Lilly swoops on Dermira to claim Dupixent rival


Eli Lilly agreed on Friday to buy dermatology specialist Dermira for $1.1 billion and its lead drug, a competitor to Sanofi and Regeneron’s atopic dermatitis Dupixent.

The first major biopharma deal of 2020 – due to close before the first quarter is ended – will see Lilly pay $18.75 per share for Dermira, a 2% premium to its closing price the day before the takeover was announced but a sharp increase on its recent trading levels.

Lilly’s interest in Dermira lies mainly with interleukin-13 inhibitor lebrikizumab, which is in a pair of phase 3 trials in adult and adolescent patients with moderate-to-severe atopic dermatitis, after positive results in two phase 2b trials.

It’s also planning a third trial in combination with topical corticosteroids with readouts from all three studies due in 2021.

The acquisition also gives Lilly one marketed drug – Qbrexza (glycopyrronium) – which is a medicated dressing used to treat excessive underarm sweating or hyperhidrosis. Launched just over a year ago, sales of Qbrexza were $10 million in the third quarter, up 27% on the second quarter.

Lilly represents yet another change of owner for lebrikizumab, which was originated by Roche and was once considered one of the top prospects in its pipeline before the company opted to sell it to Dermira.

Roche divested the drug in 2017 after mixed results in asthma, its first targeted indication, in a deal valued at up to $1.4 billion including $80 million upfront. For Dermira, the acquisition plugged a pipeline hole left by the failure of its acne therapy olumacostat glasaretil in late-stage trials.

If the results from the phase 3 programme are positive lebrikizumab could be a challenger to IL-4 and IL-13 inhibitor Dupixent, which achieved blockbuster sales in atopic dermatitis in 2018, its first full-year on the market.

The product is still accelerating thanks to additional approvals in severe asthma and severe chronic rhinosinusitis with nasal polyposis, and Sanofi recorded sales of just under $1.4 billion for the drug in the first nine months of 2019.

The atopic dermatitis is however starting to look a little crowded in the late-stage pipeline, with Leo Pharma’s IL-13 inhibitor tralokinumab hitting the mark in its phase 3 programme towards the end of last year.

Meanwhile, oral JAK inhibitors like AbbVie's Rinvoq (upadacitinib) – already approved for rheumatoid arthritis – and Pfizer’s abrocitinib have also shown efficacy in phase 3 trials. Lilly has also been testing its JAK inhibitor for arthritis Olumiant (baricitinib) in atopic dermatitis but that drug has been weighed down by safety issues.

Dermira’s chief development officer Luis Pena said recently he reckons lebrikizumab will be a strong rival to Dupixent thanks to its “broad efficacy, safety, and ease of use,” including once-monthly rather than biweekly injections for Sanofi and Regeneron's drug.

The Dermira acquisition bucks something of a trend at Lilly of focusing its M&A activity in the oncology area.

Its largest deal last year was the $8 billion takeover of Loxo Oncology and its RET inhibitor selpercatinib, but it also acquired Armo Biosciences for $1.6 billion – adding pegilodecakin for solid tumours – and signed a $575 million partnership with AurKa for an Aurora kinase A inhibitor currently in phase 1 during 2019. It did however spend $1 billion licensing a non-opioid painkiller from Centrexion last May.

Data records:
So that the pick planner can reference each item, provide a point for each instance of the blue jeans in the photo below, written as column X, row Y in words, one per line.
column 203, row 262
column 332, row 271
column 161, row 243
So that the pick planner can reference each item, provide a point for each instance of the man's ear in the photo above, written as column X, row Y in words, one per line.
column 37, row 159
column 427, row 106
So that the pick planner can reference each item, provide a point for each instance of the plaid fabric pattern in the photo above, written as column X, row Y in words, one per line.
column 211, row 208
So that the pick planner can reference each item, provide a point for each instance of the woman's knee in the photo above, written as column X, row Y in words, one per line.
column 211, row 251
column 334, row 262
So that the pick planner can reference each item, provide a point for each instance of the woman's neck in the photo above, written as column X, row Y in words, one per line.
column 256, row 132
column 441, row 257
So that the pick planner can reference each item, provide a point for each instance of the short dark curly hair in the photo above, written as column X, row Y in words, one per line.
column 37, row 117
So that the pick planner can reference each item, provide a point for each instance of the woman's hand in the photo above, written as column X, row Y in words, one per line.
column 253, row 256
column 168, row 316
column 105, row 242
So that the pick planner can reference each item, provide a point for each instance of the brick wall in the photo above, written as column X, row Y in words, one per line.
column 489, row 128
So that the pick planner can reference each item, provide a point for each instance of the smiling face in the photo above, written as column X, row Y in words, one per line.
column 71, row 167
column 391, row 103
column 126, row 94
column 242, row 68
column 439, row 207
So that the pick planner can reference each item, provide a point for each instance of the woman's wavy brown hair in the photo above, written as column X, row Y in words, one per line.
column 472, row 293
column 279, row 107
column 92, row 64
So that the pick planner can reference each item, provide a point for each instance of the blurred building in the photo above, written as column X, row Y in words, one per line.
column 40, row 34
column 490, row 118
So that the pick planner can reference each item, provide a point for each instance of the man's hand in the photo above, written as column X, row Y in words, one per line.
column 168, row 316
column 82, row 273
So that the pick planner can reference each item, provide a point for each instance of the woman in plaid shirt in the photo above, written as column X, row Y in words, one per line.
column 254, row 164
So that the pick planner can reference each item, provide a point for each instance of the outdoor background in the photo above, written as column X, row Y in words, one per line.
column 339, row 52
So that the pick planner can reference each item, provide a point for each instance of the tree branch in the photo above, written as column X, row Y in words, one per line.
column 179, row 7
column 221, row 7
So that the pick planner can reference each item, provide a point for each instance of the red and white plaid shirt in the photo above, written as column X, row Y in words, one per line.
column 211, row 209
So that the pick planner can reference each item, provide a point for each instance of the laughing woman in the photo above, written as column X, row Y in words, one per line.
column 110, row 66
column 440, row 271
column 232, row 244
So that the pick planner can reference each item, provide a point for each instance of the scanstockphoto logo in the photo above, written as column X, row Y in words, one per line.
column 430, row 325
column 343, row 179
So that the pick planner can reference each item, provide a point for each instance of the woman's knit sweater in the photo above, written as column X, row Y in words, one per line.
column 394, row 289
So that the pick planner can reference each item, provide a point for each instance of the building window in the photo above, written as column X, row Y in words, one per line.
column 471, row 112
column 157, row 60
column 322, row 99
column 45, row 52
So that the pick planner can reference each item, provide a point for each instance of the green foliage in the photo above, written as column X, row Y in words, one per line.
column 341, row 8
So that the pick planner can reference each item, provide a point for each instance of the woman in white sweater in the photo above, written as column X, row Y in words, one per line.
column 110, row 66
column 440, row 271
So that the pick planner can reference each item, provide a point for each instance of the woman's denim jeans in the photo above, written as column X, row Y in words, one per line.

Exercises:
1. According to the article on Lilly's Dermira deal, why is sales growth for Dupixent still accelerating? Answer in one to three sentences.
2. Reproduce the passage of the article on Lilly's Dermira deal starting at "If the results" and ending at "months of 2019.".
The listing has no connection to the article on Lilly's Dermira deal.

Task-by-task outputs:
1. Dupixent's sales are still accelerating because of additional approvals in severe asthma and in severe chronic rhinosinusitis with nasal polyposis.

2.
If the results from the phase 3 programme are positive lebrikizumab could be a challenger to IL-4 and IL-13 inhibitor Dupixent, which achieved blockbuster sales in atopic dermatitis in 2018, its first full-year on the market.

The product is still accelerating thanks to additional approvals in severe asthma and severe chronic rhinosinusitis with nasal polyposis, and Sanofi recorded sales of just under $1.4 billion for the drug in the first nine months of 2019.